*What you will do*: Could you rewrite the stretch from the start of the rows through the line containing "box: [0, 20, 1182, 200]", substituting "exact" for "pixel-accurate" and leaving everything else unchanged?

========================

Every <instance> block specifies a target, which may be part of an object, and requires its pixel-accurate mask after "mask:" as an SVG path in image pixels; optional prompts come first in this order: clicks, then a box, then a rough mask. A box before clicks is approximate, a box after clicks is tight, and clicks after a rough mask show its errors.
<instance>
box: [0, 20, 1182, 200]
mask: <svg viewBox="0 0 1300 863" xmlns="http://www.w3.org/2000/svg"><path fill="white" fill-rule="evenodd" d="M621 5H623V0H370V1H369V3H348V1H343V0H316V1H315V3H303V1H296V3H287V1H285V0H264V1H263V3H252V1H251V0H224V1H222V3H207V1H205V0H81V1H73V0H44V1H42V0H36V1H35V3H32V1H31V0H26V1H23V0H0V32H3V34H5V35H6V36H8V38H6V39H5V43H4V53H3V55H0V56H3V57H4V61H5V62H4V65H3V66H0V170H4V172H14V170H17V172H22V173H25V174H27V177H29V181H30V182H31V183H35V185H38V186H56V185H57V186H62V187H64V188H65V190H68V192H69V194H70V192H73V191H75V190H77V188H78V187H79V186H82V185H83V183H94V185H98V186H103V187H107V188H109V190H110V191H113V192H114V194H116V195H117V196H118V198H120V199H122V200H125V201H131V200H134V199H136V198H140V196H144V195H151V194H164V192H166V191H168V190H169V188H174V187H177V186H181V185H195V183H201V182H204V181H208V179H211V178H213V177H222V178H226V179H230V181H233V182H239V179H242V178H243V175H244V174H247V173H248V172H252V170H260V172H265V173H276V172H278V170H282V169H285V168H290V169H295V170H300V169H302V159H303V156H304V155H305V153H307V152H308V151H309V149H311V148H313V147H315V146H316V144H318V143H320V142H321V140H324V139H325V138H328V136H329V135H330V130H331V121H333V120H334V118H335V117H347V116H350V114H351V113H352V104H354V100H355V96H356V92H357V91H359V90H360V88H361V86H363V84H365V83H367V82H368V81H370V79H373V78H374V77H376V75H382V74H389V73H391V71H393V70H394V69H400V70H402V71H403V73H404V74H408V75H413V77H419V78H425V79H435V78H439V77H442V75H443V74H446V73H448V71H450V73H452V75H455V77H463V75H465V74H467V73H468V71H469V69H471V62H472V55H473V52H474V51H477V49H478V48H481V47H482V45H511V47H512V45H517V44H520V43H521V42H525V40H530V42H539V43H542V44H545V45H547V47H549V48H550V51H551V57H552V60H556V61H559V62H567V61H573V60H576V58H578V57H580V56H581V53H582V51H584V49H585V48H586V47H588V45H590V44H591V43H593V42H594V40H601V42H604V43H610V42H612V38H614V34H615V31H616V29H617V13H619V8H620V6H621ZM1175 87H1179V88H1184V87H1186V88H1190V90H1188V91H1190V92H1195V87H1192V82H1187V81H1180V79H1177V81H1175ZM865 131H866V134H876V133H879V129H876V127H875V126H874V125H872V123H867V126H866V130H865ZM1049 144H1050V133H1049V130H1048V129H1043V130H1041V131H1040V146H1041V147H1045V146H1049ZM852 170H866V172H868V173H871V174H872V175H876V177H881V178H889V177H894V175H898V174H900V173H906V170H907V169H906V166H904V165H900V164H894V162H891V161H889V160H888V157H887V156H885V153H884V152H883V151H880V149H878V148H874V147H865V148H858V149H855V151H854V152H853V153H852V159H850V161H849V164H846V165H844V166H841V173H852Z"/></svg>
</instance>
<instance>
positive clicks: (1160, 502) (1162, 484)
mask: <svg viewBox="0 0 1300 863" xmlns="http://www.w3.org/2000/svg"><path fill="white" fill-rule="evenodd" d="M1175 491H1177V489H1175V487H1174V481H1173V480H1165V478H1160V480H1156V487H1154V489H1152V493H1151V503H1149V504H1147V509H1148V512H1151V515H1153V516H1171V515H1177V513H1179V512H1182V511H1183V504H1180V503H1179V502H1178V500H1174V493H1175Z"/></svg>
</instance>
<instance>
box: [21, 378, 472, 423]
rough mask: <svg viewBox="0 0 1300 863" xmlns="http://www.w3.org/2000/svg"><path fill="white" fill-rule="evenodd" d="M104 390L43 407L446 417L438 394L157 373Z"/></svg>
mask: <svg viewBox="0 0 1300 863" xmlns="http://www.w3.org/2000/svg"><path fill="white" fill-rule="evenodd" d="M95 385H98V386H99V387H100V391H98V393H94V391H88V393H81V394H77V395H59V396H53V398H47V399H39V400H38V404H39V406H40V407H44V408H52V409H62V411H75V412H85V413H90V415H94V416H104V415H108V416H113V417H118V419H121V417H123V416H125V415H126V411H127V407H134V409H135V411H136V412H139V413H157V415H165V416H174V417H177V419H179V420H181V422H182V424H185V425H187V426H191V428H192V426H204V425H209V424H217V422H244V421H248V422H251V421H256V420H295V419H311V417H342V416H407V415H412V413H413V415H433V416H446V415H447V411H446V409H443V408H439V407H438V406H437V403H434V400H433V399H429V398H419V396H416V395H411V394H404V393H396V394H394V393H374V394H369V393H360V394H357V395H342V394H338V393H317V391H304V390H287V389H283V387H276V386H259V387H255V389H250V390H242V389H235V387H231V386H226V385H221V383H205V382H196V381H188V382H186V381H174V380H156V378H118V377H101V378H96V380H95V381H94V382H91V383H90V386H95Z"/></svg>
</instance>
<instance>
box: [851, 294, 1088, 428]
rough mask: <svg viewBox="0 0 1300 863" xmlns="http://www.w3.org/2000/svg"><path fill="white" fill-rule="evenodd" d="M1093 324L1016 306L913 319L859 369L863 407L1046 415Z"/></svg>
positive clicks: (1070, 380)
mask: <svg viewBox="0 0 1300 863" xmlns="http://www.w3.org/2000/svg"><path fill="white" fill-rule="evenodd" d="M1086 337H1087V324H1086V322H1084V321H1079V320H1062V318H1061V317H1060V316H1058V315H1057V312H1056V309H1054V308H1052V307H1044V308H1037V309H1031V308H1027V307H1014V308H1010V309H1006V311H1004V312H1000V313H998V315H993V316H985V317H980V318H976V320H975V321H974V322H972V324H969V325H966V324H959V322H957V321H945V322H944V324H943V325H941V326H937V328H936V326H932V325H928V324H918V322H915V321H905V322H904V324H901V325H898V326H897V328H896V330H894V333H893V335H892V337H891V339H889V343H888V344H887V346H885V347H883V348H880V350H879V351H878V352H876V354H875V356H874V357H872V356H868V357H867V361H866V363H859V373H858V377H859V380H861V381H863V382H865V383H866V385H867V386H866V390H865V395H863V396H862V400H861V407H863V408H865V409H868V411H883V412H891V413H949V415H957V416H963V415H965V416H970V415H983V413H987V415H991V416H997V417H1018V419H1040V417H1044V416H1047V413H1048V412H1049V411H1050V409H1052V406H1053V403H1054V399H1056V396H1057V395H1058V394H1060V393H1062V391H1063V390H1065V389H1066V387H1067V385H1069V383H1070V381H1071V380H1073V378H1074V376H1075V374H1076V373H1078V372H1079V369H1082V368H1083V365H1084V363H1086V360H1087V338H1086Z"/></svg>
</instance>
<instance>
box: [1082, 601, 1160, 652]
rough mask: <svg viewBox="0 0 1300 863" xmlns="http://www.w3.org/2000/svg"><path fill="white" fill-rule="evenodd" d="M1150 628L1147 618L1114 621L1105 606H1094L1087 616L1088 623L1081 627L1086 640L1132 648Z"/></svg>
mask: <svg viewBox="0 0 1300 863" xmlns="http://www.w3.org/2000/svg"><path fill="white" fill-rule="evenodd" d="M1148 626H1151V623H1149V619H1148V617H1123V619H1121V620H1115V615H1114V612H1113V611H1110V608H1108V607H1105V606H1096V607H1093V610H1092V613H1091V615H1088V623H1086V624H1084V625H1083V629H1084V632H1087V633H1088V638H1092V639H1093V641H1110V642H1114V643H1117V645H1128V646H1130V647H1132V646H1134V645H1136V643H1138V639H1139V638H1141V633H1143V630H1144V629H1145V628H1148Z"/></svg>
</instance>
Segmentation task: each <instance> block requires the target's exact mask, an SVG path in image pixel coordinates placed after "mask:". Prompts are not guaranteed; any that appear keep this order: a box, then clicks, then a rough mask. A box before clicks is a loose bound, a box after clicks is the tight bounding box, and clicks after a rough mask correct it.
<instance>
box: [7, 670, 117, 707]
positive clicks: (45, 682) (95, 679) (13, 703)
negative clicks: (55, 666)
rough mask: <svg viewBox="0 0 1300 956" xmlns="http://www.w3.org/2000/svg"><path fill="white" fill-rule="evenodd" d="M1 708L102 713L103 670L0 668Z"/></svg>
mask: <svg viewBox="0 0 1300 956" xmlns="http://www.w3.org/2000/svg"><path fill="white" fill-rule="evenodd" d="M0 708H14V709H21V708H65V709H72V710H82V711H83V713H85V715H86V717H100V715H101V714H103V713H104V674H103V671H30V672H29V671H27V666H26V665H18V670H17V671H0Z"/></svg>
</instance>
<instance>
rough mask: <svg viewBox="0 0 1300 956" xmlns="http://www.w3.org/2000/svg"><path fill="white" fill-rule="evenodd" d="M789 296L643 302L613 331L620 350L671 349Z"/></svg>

========================

*Worked solution*:
Every <instance> block specifies a target, which may be part of an object, and requires its exact mask after "mask:" as an SVG path in image pixels; optional prompts come first in this order: clicks, then a box, then a rough mask. A box before clicks is approximate, a box after clicks is tight, and clicks after a rough mask show its errors.
<instance>
box: [0, 20, 1182, 200]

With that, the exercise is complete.